> **What you need to do**
1. In the text on the PRC honey export procedure, what was the purpose of the Chamber's review of the exporter's sales contract? Answer in one to three sentences.
2. Carry on the text about the PRC honey export procedure from its last sentence.

Under the terms of the Agreement, exports of PRC honey to the United States were subject to an annual limitation and a reference price at or above which all exports of honey to the United States were required to be sold. The annual limit for exports to the United States was allocated by MOFTEC to specific exporters through an open bidding process, in which the largest exporters bid first based on their historical export levels. Bid applications were processed by the China Chamber of Commerce of Importers and Exporters of Foodstuffs, Native Produce and Animal By-Products (the “Chamber”). After the largest 10 exporters bid and were allocated export volume, an open bidding process was initiated for the remaining 18 eligible exporters. The total fee for the bid that the winner paid to MOFTEC for the export volume was based on the bidding prices and the quantity of the quota that the recipient won. Individual companies that had successfully bid for export limit were then notified of their respective quota allocation by the Foreign Trade Administration Department (FTA).
Upon completion of the bidding process, the Chamber issued letters to each company successfully bidding for export volume, confirming that the company was eligible for an export license. This confirmation of eligibility for an export license, coupled with the Start Printed Page 24103notification of volume allocation from the FTA, allowed the exporter to enter into a contract for the sale of honey to the United States. The exporter then submitted to the Chamber the formal notification of volume allocation and a copy of its contract for sale of honey to the United States. The Chamber then reviewed the contract to ensure that the sale price was above the applicable reference price set by the Department.
The exporter then submitted to the Quota Licensing Board (QLB) or the Special Commissioners Office an application for an export license, including a copy of the formal notice of volume allocation from the FTA, the relevant contract for the sale of honey to the United States, and the letter of eligibility for an export license issued by the Chamber. Export licenses were issued on a shipment-specific basis, identified the price, quantity, and destination of the honey to be exported, and were valid for a period of three months from the date of issuance. After receiving an export license, the exporter would apply for a export volume certificate confirming that the exporter was authorized to export the quantity of honey covered by the sales contract. The QLB kept a running tally of the amount of export volume available to any individual exporter, and ensured that the amount of honey covered in a contract was less than or equal to that exporter's remaining export volume. The final step prior to exportation involved the submission of all relevant documents, including the export volume certificate and export license, to the PRC Customs Service, which checked the documentation before authorizing export.

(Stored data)
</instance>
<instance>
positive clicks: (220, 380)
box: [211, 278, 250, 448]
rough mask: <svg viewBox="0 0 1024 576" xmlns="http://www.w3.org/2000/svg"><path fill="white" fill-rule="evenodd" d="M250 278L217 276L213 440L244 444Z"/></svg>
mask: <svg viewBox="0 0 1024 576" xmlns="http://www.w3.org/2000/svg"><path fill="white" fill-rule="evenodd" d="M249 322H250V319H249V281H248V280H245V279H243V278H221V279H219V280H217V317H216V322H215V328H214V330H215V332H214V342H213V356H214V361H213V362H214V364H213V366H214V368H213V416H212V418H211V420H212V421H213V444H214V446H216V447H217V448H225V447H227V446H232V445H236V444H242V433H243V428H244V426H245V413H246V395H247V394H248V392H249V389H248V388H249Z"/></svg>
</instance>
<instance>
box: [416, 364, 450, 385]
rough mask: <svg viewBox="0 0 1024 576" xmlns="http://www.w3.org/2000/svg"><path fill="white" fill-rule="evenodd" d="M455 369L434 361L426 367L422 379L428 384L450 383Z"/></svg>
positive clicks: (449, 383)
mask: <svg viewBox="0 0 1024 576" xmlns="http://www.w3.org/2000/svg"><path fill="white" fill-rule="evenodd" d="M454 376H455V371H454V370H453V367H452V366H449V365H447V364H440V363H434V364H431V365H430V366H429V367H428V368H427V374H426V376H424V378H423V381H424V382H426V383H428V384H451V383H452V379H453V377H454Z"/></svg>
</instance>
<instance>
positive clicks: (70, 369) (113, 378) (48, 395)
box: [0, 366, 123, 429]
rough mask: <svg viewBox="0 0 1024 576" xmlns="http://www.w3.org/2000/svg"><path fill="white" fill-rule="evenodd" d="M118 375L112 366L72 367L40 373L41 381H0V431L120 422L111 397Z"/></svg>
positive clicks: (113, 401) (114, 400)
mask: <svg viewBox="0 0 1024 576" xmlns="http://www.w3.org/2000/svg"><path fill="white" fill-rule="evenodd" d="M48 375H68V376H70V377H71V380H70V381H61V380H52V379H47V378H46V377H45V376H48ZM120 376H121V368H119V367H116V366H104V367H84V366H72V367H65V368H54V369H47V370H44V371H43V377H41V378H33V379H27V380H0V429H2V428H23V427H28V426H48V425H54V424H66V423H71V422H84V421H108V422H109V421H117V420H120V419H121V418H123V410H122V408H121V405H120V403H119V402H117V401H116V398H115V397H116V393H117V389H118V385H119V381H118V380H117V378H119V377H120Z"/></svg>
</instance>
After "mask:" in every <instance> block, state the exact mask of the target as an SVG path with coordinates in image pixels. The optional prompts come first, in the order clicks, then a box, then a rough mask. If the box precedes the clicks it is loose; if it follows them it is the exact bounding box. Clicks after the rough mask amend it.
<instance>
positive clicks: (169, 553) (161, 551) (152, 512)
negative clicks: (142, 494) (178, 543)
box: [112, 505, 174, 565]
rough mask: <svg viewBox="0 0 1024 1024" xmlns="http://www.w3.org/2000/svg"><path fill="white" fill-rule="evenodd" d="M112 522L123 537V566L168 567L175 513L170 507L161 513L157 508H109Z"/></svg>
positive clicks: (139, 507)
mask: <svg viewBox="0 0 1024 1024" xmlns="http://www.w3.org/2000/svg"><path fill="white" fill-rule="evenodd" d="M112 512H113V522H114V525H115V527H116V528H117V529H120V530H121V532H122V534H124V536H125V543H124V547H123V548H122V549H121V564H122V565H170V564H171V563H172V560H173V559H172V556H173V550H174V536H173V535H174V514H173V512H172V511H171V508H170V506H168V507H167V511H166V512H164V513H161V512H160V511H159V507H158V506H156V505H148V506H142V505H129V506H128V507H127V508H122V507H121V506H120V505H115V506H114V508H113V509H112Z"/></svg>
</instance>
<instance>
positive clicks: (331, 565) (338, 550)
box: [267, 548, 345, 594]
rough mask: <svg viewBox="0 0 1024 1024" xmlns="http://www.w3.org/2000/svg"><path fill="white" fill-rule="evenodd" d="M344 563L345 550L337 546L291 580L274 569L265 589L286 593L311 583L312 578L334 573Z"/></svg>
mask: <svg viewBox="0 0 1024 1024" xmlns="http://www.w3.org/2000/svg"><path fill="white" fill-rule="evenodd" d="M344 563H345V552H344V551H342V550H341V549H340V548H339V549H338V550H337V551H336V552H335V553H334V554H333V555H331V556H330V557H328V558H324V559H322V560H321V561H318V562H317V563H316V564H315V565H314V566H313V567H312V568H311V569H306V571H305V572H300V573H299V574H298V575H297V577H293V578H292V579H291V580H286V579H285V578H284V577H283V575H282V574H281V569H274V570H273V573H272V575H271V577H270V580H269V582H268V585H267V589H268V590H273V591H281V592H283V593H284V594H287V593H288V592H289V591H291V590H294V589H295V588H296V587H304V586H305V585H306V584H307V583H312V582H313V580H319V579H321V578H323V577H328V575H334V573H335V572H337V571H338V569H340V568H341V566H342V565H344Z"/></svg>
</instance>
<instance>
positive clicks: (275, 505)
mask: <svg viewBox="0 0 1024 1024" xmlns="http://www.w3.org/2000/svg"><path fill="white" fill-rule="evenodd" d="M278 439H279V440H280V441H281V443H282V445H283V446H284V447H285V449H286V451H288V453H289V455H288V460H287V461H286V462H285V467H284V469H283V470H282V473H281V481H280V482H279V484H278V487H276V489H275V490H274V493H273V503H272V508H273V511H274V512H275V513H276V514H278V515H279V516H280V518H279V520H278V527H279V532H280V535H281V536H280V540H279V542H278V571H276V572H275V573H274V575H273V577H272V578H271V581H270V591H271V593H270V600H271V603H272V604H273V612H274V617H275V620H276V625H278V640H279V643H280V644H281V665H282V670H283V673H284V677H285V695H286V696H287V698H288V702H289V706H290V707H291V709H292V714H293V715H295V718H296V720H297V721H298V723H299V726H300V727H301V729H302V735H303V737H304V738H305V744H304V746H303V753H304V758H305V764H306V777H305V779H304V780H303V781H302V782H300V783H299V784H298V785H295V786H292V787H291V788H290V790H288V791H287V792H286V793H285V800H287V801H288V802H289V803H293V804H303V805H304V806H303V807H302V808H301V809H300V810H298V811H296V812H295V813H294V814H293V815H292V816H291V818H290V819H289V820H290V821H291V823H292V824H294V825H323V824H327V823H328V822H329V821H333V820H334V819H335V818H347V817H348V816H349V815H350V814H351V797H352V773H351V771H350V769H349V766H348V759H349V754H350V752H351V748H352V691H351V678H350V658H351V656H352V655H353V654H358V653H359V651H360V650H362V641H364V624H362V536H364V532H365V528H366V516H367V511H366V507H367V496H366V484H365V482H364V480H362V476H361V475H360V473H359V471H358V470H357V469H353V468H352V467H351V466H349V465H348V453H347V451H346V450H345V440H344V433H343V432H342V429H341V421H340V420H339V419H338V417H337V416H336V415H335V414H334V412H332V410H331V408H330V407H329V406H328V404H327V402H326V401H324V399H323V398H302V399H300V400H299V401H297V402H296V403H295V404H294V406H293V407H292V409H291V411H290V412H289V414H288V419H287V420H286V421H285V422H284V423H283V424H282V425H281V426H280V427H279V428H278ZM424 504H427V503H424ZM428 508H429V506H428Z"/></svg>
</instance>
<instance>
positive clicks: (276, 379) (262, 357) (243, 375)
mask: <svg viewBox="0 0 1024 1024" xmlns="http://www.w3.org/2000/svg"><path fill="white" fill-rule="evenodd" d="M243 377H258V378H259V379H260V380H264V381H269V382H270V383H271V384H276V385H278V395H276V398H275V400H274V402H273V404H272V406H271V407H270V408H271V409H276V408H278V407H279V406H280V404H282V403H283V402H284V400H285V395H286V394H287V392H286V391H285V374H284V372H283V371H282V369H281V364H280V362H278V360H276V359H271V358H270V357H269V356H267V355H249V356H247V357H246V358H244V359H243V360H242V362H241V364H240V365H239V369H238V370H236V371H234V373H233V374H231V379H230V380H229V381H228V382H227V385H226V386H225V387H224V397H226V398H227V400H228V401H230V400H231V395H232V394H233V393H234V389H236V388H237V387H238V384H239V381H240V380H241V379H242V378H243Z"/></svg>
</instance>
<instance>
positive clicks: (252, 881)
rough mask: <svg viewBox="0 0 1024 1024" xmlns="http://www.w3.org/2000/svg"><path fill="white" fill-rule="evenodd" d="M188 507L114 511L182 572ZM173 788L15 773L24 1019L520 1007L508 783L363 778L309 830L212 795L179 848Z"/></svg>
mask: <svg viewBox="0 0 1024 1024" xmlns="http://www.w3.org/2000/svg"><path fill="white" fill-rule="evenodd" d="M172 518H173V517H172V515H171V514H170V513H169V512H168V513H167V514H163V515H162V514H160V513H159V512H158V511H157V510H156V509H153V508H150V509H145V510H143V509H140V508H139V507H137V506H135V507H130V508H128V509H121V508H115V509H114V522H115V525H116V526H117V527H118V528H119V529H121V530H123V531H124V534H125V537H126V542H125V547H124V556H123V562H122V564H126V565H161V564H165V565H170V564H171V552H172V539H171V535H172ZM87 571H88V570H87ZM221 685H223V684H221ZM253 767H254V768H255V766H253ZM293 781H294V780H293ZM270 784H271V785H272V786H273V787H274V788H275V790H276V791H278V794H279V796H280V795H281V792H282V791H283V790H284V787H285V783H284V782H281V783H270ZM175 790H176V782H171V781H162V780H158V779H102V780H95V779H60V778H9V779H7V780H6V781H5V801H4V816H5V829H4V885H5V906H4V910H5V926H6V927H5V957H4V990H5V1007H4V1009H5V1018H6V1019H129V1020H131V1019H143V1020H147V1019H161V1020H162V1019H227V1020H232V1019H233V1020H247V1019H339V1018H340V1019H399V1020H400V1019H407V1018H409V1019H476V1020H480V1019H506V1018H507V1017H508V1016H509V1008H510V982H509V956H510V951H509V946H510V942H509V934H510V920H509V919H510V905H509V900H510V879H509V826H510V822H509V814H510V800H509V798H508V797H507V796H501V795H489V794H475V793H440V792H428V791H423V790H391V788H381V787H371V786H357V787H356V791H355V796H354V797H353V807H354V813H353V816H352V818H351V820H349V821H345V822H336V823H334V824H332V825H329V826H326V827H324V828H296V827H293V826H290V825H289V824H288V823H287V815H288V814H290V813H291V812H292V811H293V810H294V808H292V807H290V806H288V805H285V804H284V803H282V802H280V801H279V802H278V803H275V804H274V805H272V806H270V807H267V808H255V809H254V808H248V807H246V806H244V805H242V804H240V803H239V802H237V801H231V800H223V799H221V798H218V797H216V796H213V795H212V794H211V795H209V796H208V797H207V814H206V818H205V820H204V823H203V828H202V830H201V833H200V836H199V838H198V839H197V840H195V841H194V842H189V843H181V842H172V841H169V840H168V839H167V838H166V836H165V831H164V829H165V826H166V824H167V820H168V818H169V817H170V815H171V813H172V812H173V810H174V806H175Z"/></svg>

> **Answers to the problems**
1. The Chamber reviewed the contract to make sure the sale price was above the applicable reference price set by the Department. Under the Agreement, all honey exported to the United States had to be sold at or above that reference price.

2.
The Agreement was terminated in July 2000. See Notice of Final Results of Five-Year (“Sunset”) Review, Termination of Suspended Antidumping Investigation on Honey From the People's Republic of China, 65 FR 46426 (July 28, 2000). Thereafter, MOFTEC made slight modifications to the export licensing system for honey. For example, under a new regulation issued by MOFTEC in December 2000, “The Notice of Issuing List of Commodities Subject to Export License Administration, 2001 and Relevant Issues,” export volume certificates are no longer required for exports of PRC honey to the United States. In the absence of a reference price issued by the Department and in an attempt to ensure that there is no dumping of Chinese honey, the Chamber, in consultation with the affected exporters, periodically establishes a minimum export price (EP) based on recent EPs. All exports of honey to the United States are required to be sold at or above this minimum EP.
The bidding process for export volume, however, remains the same as that in operation under the Agreement, and the annual limitation on exports of Chinese honey to the United States in effect at the time the Agreement was terminated remains in effect through July 2001.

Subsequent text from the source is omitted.